THE PROBLEM:
Convert every line of the rows below into a Markdown table with the columns "No." and "Line", numbering each line and skipping blank ones. Leave the pictures out.

RECORDS FOR PROCESSING:
_ _ _ _ _

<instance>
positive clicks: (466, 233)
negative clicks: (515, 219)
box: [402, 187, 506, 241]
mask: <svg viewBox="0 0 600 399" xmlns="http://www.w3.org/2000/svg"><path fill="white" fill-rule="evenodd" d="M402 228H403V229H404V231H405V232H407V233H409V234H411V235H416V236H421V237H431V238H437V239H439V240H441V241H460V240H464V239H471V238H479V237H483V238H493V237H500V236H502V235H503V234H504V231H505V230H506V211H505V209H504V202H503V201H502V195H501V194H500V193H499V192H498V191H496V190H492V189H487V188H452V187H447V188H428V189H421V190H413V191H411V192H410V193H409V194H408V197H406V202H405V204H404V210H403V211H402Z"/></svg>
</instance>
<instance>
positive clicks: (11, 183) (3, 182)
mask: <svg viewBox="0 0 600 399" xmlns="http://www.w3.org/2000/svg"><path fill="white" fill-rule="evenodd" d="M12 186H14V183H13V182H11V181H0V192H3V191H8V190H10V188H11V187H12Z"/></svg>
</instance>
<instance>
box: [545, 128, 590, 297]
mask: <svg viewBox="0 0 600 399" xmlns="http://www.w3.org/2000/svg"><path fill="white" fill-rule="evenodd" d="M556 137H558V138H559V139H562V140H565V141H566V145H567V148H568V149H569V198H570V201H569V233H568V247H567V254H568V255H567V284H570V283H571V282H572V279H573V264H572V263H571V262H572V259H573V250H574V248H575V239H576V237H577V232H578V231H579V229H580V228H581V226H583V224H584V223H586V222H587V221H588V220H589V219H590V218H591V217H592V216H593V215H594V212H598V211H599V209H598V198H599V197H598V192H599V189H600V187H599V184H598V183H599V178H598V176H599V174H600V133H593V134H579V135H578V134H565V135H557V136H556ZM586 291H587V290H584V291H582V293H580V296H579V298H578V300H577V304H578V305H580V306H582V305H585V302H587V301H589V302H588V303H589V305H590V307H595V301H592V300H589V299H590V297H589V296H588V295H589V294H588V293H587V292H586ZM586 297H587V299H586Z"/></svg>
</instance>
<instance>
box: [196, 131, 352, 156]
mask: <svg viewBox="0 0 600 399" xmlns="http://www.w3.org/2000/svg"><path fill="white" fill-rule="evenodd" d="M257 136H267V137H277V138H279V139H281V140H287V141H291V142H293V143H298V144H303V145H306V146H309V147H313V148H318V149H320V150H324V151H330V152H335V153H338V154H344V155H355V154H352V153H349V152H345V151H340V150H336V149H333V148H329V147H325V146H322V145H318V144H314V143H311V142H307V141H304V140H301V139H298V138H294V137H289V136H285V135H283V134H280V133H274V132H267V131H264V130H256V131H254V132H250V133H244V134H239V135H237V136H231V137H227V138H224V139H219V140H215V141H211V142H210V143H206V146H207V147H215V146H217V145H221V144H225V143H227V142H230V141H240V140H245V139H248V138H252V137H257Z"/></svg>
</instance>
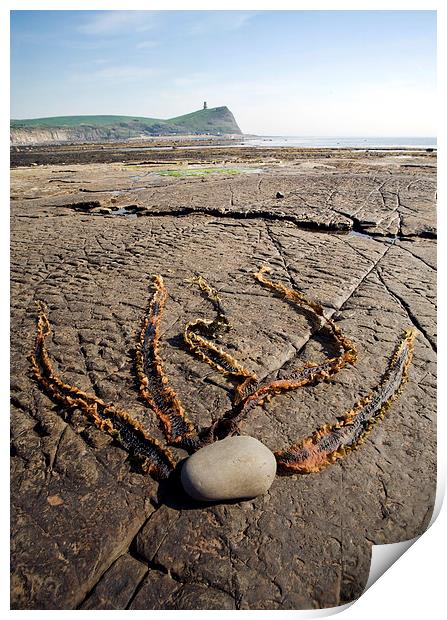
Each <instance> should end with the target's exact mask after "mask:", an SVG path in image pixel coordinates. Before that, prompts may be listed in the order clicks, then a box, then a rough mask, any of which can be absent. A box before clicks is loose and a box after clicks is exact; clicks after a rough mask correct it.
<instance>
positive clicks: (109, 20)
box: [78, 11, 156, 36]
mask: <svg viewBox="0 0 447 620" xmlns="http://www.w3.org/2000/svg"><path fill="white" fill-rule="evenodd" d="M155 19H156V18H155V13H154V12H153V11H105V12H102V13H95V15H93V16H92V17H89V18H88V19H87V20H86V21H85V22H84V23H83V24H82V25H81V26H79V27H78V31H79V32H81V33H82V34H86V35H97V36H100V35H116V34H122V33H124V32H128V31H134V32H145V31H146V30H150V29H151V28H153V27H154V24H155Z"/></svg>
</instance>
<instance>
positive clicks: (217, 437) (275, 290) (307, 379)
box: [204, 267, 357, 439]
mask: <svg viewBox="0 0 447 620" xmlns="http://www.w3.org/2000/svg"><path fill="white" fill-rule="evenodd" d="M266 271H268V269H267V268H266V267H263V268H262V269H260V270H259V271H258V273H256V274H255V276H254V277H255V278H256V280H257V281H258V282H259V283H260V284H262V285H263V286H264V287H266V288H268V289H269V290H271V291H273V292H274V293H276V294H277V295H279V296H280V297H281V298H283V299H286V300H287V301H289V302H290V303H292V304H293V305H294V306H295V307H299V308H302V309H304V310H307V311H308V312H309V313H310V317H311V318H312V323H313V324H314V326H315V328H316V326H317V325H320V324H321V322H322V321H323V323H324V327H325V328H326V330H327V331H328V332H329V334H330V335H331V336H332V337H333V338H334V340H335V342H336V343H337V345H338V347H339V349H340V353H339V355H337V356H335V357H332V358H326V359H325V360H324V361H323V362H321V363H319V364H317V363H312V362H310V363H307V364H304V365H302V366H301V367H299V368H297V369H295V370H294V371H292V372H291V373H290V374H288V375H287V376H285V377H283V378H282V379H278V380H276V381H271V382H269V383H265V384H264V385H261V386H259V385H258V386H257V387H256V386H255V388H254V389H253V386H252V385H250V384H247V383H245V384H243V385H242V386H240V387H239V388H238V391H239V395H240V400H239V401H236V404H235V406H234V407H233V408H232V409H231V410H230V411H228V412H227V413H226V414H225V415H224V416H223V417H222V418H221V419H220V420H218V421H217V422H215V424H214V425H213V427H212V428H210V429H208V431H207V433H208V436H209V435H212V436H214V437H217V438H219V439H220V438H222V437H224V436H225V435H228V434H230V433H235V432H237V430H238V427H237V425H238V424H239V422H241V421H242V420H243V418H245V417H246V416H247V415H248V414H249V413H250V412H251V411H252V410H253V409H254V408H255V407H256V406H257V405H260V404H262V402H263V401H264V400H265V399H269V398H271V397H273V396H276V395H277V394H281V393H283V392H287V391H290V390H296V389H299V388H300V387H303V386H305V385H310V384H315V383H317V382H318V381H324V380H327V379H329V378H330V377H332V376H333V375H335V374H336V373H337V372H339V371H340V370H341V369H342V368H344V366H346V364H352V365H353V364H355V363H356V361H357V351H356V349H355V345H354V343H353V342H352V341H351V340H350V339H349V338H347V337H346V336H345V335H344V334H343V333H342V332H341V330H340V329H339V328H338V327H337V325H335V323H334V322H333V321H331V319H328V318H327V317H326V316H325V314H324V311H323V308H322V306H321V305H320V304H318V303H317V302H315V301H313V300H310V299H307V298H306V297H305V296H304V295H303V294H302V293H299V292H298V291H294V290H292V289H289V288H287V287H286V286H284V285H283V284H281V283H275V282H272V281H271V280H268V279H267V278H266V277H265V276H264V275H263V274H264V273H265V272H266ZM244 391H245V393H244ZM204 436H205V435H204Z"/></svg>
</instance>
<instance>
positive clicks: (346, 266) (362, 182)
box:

_ _ _ _ _

SOLUTION FOR THIS EXERCISE:
| No. | Line |
|---|---|
| 1 | <instance> |
| 2 | positive clicks: (466, 233) |
| 3 | negative clicks: (515, 219) |
| 4 | box: [402, 187, 506, 241] |
| 5 | mask: <svg viewBox="0 0 600 399" xmlns="http://www.w3.org/2000/svg"><path fill="white" fill-rule="evenodd" d="M402 228H403V229H404V231H405V232H407V233H409V234H411V235H416V236H421V237H431V238H437V239H439V240H441V241H460V240H464V239H471V238H479V237H483V238H493V237H500V236H502V235H503V234H504V231H505V230H506V211H505V209H504V202H503V201H502V195H501V194H500V193H499V192H498V191H496V190H492V189H487V188H452V187H447V188H428V189H421V190H413V191H411V192H410V193H409V194H408V197H406V202H405V204H404V210H403V211H402Z"/></svg> |
| 6 | </instance> |
| 7 | <instance> |
| 8 | positive clicks: (11, 183) (3, 182) |
| 9 | mask: <svg viewBox="0 0 600 399" xmlns="http://www.w3.org/2000/svg"><path fill="white" fill-rule="evenodd" d="M12 186H14V183H13V182H11V181H0V192H3V191H8V190H10V188H11V187H12Z"/></svg> |
| 10 | </instance> |
| 11 | <instance> |
| 12 | box: [545, 128, 590, 297] |
| 13 | mask: <svg viewBox="0 0 600 399" xmlns="http://www.w3.org/2000/svg"><path fill="white" fill-rule="evenodd" d="M556 137H558V138H559V139H562V140H565V141H566V145H567V148H568V149H569V198H570V201H569V233H568V247H567V254H568V255H567V284H570V283H571V282H572V279H573V264H572V263H571V262H572V259H573V250H574V248H575V239H576V237H577V232H578V231H579V229H580V228H581V226H583V224H584V223H586V222H587V221H588V220H589V219H590V218H591V217H592V216H593V215H594V212H598V211H599V209H598V198H599V197H598V192H599V189H600V187H599V184H598V183H599V178H598V176H599V174H600V133H593V134H579V135H578V134H565V135H557V136H556ZM586 291H587V290H584V291H582V293H580V296H579V298H578V300H577V304H578V305H580V306H582V305H585V302H587V301H589V302H588V303H589V305H590V307H595V301H592V300H589V299H590V297H589V296H588V295H589V294H588V293H587V292H586ZM586 297H587V299H586Z"/></svg> |
| 14 | </instance> |
| 15 | <instance> |
| 16 | box: [196, 131, 352, 156] |
| 17 | mask: <svg viewBox="0 0 600 399" xmlns="http://www.w3.org/2000/svg"><path fill="white" fill-rule="evenodd" d="M257 136H267V137H277V138H279V139H281V140H287V141H291V142H293V143H298V144H303V145H306V146H309V147H313V148H318V149H320V150H324V151H330V152H335V153H338V154H344V155H355V154H352V153H349V152H345V151H340V150H336V149H333V148H329V147H325V146H322V145H318V144H314V143H311V142H307V141H304V140H301V139H298V138H294V137H289V136H285V135H283V134H280V133H274V132H267V131H264V130H256V131H254V132H250V133H244V134H239V135H237V136H231V137H227V138H224V139H219V140H215V141H211V142H210V143H206V146H207V147H215V146H217V145H221V144H225V143H227V142H230V141H240V140H245V139H248V138H252V137H257Z"/></svg> |
| 18 | </instance> |
| 19 | Each <instance> should end with the target's exact mask after "mask:", an SVG path in image pixel coordinates. Before that, prompts may be listed in the order clicks, then a box, then a rough mask, any of which can be absent. A box before clicks is loose and a box after clicks is exact; clicks after a rough mask correct it. |
| 20 | <instance> |
| 21 | positive clicks: (109, 20) |
| 22 | box: [78, 11, 156, 36] |
| 23 | mask: <svg viewBox="0 0 447 620" xmlns="http://www.w3.org/2000/svg"><path fill="white" fill-rule="evenodd" d="M155 19H156V18H155V13H154V12H153V11H105V12H102V13H95V15H93V16H92V17H89V18H88V19H87V20H86V21H85V22H84V23H83V24H82V25H81V26H79V27H78V31H79V32H81V33H82V34H86V35H97V36H100V35H116V34H122V33H124V32H128V31H134V32H145V31H146V30H150V29H151V28H153V27H154V24H155Z"/></svg> |
| 24 | </instance> |
| 25 | <instance> |
| 26 | positive clicks: (217, 437) (275, 290) (307, 379) |
| 27 | box: [204, 267, 357, 439] |
| 28 | mask: <svg viewBox="0 0 447 620" xmlns="http://www.w3.org/2000/svg"><path fill="white" fill-rule="evenodd" d="M266 271H268V269H267V268H266V267H263V268H262V269H260V270H259V271H258V273H256V274H255V276H254V277H255V278H256V280H257V281H258V282H259V283H260V284H262V285H263V286H264V287H266V288H268V289H269V290H271V291H273V292H274V293H276V294H277V295H279V296H280V297H281V298H283V299H286V300H287V301H289V302H290V303H292V304H293V305H294V306H295V307H299V308H302V309H304V310H307V311H308V312H309V313H310V317H311V318H312V323H313V324H314V326H315V328H316V326H317V325H320V324H321V322H322V321H323V323H324V327H325V328H326V330H327V331H328V332H329V334H330V335H331V336H332V337H333V338H334V340H335V342H336V343H337V345H338V347H339V349H340V353H339V355H337V356H335V357H332V358H326V359H325V360H324V361H323V362H321V363H319V364H317V363H312V362H310V363H307V364H304V365H302V366H301V367H299V368H297V369H295V370H294V371H292V372H291V373H290V374H288V375H287V376H285V377H283V378H282V379H278V380H276V381H271V382H269V383H265V384H264V385H261V386H259V385H258V386H257V387H256V386H255V388H254V389H253V386H252V385H250V384H247V383H245V384H243V385H242V386H240V387H239V388H238V391H239V395H240V400H239V401H236V404H235V406H234V407H233V408H232V409H231V410H230V411H228V412H227V413H226V414H225V415H224V416H223V417H222V418H221V419H220V420H218V421H217V422H215V424H214V425H213V427H212V428H210V429H208V431H207V433H208V436H209V435H212V436H214V437H217V438H219V439H220V438H222V437H224V436H225V435H228V434H230V433H235V432H237V430H238V427H237V425H238V424H239V422H241V421H242V420H243V418H245V417H246V416H247V415H248V414H249V413H250V412H251V411H252V410H253V409H254V408H255V407H256V406H257V405H260V404H262V402H263V401H264V400H265V399H269V398H271V397H273V396H276V395H277V394H281V393H283V392H287V391H290V390H296V389H299V388H300V387H303V386H305V385H310V384H315V383H317V382H318V381H324V380H327V379H329V378H330V377H332V376H333V375H335V374H336V373H337V372H339V371H340V370H341V369H342V368H344V366H346V364H352V365H353V364H355V363H356V361H357V351H356V349H355V345H354V343H353V342H352V341H351V340H350V339H349V338H347V337H346V336H345V335H344V334H343V333H342V332H341V330H340V329H339V328H338V327H337V325H335V323H334V322H333V321H331V319H328V318H327V317H326V316H325V314H324V311H323V308H322V306H321V305H320V304H318V303H317V302H315V301H313V300H310V299H307V298H306V297H305V296H304V295H303V294H302V293H299V292H298V291H294V290H292V289H289V288H287V287H286V286H284V285H283V284H281V283H275V282H272V281H271V280H268V279H267V278H266V277H265V276H264V275H263V274H264V273H265V272H266ZM244 391H245V393H244ZM204 436H205V435H204Z"/></svg> |
| 29 | </instance> |
| 30 | <instance> |
| 31 | positive clicks: (346, 266) (362, 182) |
| 32 | box: |